Amazon Translate FAQs

General

Amazon Translate is a Neural Machine Translation (MT) service for translating text between supported languages. Powered by deep learning methods, the service provides high-quality, affordable, and customizable language translation, enabling developers to translate company and user-authored content, or build applications requiring support across multiple languages. The service can be used via an API, enabling either real-time or batch translation of text from the source language to the target language.

Amazon Translate supports translation between the following 75 languages: Afrikaans, Albanian, Amharic, Arabic, Armenian, Azerbaijani, Bengali, Bosnian, Bulgarian, Chinese (Simplified), Catalan, Chinese (Traditional), Croatian, Czech, Danish, Dari, Dutch, English, Estonian, Finnish, French, French (Canada), Georgian, German, Greek, Gujarati, Haitian Creole, Hausa, Hebrew, Hindi, Hungarian, Icelandic, Indonesian, Irish, Italian, Japanese, Kannada, Kazakh, Korean, Latvian, Lithuanian, Macedonian, Malay, Malayalam, Maltese, Mongolian, Marathi, Norwegian, Farsi (Persian), Pashto, Polish, Portuguese, Portuguese (Portugal), Punjabi, Romanian, Russian, Serbian, Sinhala, Slovak, Slovenian, Somali, Spanish, Spanish (Mexico), Swahili, Swedish, Filipino Tagalog, Tamil, Telugu, Thai, Turkish, Ukrainian, Urdu, Uzbek, Vietnamese, and Welsh. See this documentation page for more details.

You should use Amazon Translate because it enables you to reach more customers, communicate with them more effectively, and decrease your TCO. Many businesses have large volumes of content, user or company authored; the only way to make all of it accessible in multiple languages in a timely manner is to use Machine Translation. Because Amazon Translate costs a fraction of the cost of human translation (0.05% at $15/1M characters for Amazon Translate vs $30K for human translation on average), businesses can now afford to translate content they could not before.

Data records →
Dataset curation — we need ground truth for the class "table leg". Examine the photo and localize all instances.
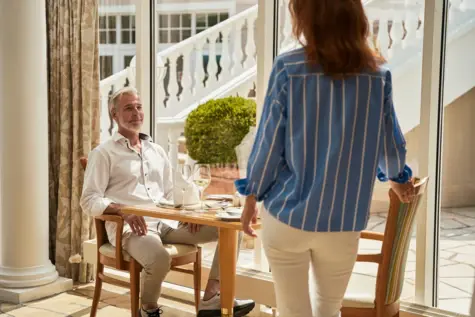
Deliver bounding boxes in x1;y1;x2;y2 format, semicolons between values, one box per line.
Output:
219;228;238;317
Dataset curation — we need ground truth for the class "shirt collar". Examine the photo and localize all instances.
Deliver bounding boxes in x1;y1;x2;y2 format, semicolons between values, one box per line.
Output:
112;132;152;142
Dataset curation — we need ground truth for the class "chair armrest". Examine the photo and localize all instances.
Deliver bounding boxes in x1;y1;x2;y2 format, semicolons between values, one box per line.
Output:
361;231;384;241
356;253;383;264
96;215;125;270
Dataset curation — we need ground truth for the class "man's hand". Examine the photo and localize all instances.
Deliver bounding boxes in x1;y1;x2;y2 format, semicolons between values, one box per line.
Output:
183;222;201;234
389;180;416;204
241;196;258;238
122;214;147;236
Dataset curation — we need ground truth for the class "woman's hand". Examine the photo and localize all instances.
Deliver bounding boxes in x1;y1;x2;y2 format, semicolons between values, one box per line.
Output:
389;179;416;204
241;196;258;238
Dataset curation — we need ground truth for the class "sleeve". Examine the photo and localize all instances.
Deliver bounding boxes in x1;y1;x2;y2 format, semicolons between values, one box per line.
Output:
378;71;412;183
160;147;176;200
80;150;113;217
235;60;288;201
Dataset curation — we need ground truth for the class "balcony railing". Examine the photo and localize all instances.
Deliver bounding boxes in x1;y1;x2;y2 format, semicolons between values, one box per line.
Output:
100;0;475;167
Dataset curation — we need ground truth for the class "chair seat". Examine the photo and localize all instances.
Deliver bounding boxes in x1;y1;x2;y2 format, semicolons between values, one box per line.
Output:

Short task 1 → Summarize the Amazon Translate FAQ in two sentences.
Short task 2 → Proceed with the Amazon Translate FAQ from the point at which it stops.

Task result 1 → Amazon Translate is a neural machine translation service, powered by deep learning, that developers can use through an API for real-time or batch translation of text between 75 supported languages. The FAQ recommends it as a way to reach more customers, communicate with them more effectively, and decrease TCO, since it costs a fraction of what human translation does and lets businesses afford to translate content they could not before.

Task result 2 →
For Language Service Providers (LSP) and value-added resellers, Amazon Translate supports business growth and expansion. With Amazon Translate, LSPs can increase productivity by as much as 50% and produce larger volumes of translation, freeing professional translators to focus on high-end creative content. Amazon Translate also allows you to customize your translation output using Active Custom Translation, as LSPs, you protect your IP when you use ACT provide customized translation. Translation Resellers can broaden their service portfolio without building new infrastructure or hiring staff.

Amazon Translate is a great solution in cases where the volume of content is high, speed is critical, and a certain level of translation imperfection (usually minor) is acceptable. For example, if you need to extract insights from large volumes of text in many languages, enable customers to search your application in their language of choice, make user-authored content such as forums and support content accessible in languages other than the source, get the gist out of responses to questionnaires and surveys, or publish a first draft – you can use Amazon Translate’s raw output.

With light human post-editing, Amazon Translate can be applied to enabling customer service agents to support anyone, and translating company authored information such as specifications, comparisons of alternatives, FAQs, and support content. With more extensive post-editing, you can also use Amazon Translate to translate high-value, branded content, such as advertising and marketing materials, contracts, etc.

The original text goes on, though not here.